### [EXERCISE DESCRIPTION]
Reproduce the data below in full, substituting "exercise" for every occurrence of "drill" and leaving everything else unchanged.

### [INFORMATION GIVEN]
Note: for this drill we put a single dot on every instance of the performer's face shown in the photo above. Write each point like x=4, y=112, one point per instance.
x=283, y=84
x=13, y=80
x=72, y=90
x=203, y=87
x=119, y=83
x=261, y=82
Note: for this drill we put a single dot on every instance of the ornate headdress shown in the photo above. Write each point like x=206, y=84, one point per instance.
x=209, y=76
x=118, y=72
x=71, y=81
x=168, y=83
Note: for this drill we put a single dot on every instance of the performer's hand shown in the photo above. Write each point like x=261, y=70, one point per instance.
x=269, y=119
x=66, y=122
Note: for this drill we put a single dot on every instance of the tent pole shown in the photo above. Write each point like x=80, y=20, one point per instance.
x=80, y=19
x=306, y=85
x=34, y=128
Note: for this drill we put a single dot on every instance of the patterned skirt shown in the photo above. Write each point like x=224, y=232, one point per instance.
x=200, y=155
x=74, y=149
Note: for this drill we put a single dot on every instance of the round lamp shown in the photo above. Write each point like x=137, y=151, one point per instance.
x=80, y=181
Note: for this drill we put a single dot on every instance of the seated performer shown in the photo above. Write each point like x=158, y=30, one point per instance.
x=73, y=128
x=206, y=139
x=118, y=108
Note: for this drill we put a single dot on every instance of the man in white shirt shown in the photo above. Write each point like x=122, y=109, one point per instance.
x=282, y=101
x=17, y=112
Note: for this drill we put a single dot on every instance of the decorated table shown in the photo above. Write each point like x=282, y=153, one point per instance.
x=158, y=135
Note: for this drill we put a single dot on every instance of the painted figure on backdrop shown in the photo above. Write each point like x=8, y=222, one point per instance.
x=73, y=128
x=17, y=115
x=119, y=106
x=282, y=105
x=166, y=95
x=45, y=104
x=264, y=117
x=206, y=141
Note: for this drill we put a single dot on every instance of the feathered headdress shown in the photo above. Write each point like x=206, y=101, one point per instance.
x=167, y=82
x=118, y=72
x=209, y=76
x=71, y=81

### [ANSWER BELOW]
Note: for this exercise we put a single dot on every instance of the performer's face shown in the photo above. Write each point like x=4, y=112, one point per instance.
x=283, y=84
x=13, y=80
x=72, y=90
x=203, y=87
x=119, y=83
x=261, y=82
Note: for this exercise we put a single dot on every instance of the ornate headdress shown in the photo above. Write each point like x=206, y=84, one point per instance.
x=209, y=76
x=118, y=72
x=71, y=81
x=168, y=83
Note: for this exercise we put a single dot on every instance of the performer's hand shown in the photo above. Write each point like x=261, y=70, one point per instance.
x=269, y=119
x=66, y=122
Note: for this exercise we put a single dot on every instance of the tent pole shown in the photo above. Write each point like x=80, y=20, one point per instance.
x=80, y=19
x=306, y=85
x=34, y=128
Note: for this exercise we put a single dot on every instance of the patterned skirt shown in the photo above. Write each point like x=224, y=232, one point per instance.
x=200, y=155
x=74, y=149
Note: for this exercise we put a single dot on every instance of the round lamp shown in the photo above. Write each point like x=137, y=151, one point per instance.
x=80, y=181
Note: for this exercise we put a single dot on every instance of the seated performer shown in the photo above. Write each point like x=158, y=30, one point per instance.
x=73, y=128
x=206, y=139
x=118, y=108
Note: for this exercise we put a single dot on every instance of the man in white shirt shown in the photo above. Write each point like x=122, y=109, one point per instance.
x=282, y=101
x=17, y=112
Note: for this exercise we put a single dot on every instance of the decorated table shown in the photo above. Write each point like x=282, y=153, one point per instance.
x=158, y=135
Note: for this exercise we put a single dot on every instance of the painted figure on backdrop shown in the photo above. Write each point like x=8, y=222, one point per instance.
x=73, y=128
x=17, y=115
x=119, y=106
x=282, y=105
x=166, y=95
x=45, y=104
x=264, y=117
x=206, y=141
Note: for this exercise we put a single dot on every instance of the feathered headdress shown in the photo above. Write each point like x=206, y=101, one point per instance.
x=167, y=82
x=118, y=72
x=209, y=76
x=71, y=81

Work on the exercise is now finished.